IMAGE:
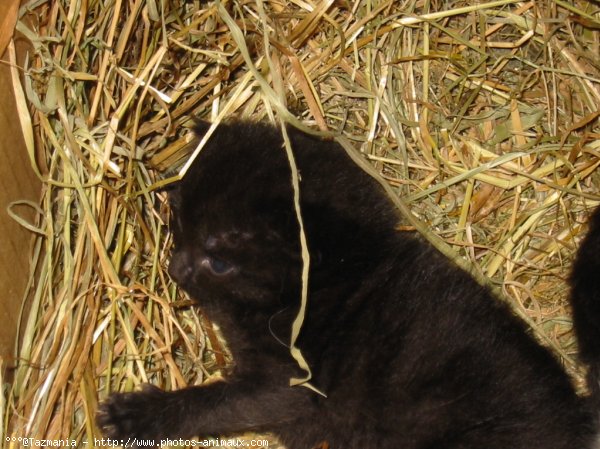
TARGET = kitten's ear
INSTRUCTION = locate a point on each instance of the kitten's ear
(201, 127)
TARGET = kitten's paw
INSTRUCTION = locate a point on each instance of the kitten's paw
(138, 415)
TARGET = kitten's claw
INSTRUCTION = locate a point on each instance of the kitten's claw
(139, 415)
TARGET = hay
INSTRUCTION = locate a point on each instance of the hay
(484, 118)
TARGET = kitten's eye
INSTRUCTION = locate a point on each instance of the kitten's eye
(217, 267)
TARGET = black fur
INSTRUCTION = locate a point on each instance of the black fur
(410, 351)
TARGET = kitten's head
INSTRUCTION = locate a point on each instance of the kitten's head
(234, 228)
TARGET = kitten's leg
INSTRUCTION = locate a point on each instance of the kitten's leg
(217, 409)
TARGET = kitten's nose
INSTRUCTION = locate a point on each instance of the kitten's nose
(181, 266)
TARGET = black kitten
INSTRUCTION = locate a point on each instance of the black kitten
(410, 351)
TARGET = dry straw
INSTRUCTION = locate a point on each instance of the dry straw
(482, 116)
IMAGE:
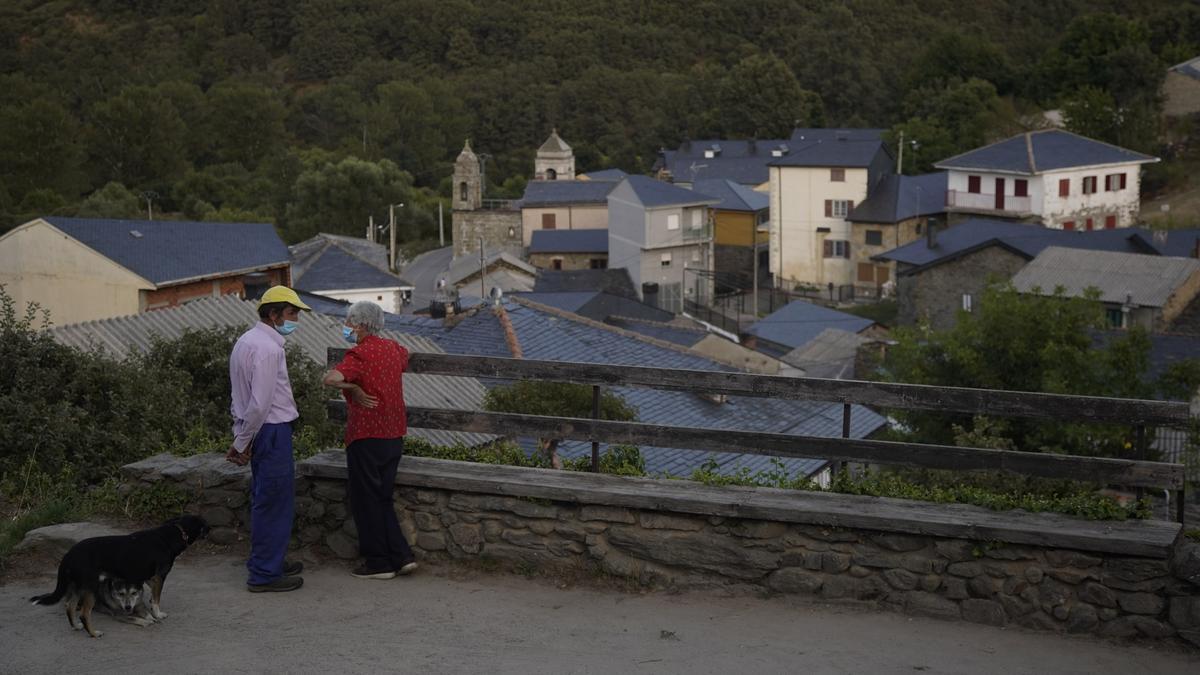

──────────────────────────────

■ **Directions**:
Copy out all of the material above without changing a word, and leave the pictures out.

■ **Finished exercise**:
IMAGE:
TARGET = kitten's ear
INSTRUCTION = locate a point on each instance of the kitten's ear
(201, 127)
TARGET = kitten's paw
INSTRUCTION = locate a point on each instance of the kitten's paw
(138, 415)
TARGET = kitten's claw
INSTRUCTION = locate a point on each instance of the kitten's claw
(139, 415)
TARGET = hay
INSTRUCTION = locate a point on each instance of the hay
(484, 118)
TARGET = kitten's eye
INSTRUCTION = locate a point on each instance of the kitten's eye
(217, 267)
TARGET = black fur
INSTRUCTION = locate a point on each instance of the black fur
(410, 351)
TARGET = kitten's head
INSTRUCTION = locate a point on each instance of the kitten's head
(234, 228)
TARGET = kitten's leg
INSTRUCTION = locate a point on each instance of the kitten's leg
(217, 409)
TARGET = kitten's nose
INSTRUCTION = locate a point on each instance of the kitten's nose
(181, 266)
TARGET = black kitten
INSTRUCTION = locate a point on each instance of the black kitten
(410, 351)
TARGET = dry straw
INSTRUCTION = locate a point on each instance of the dry straw
(482, 116)
IMAGE:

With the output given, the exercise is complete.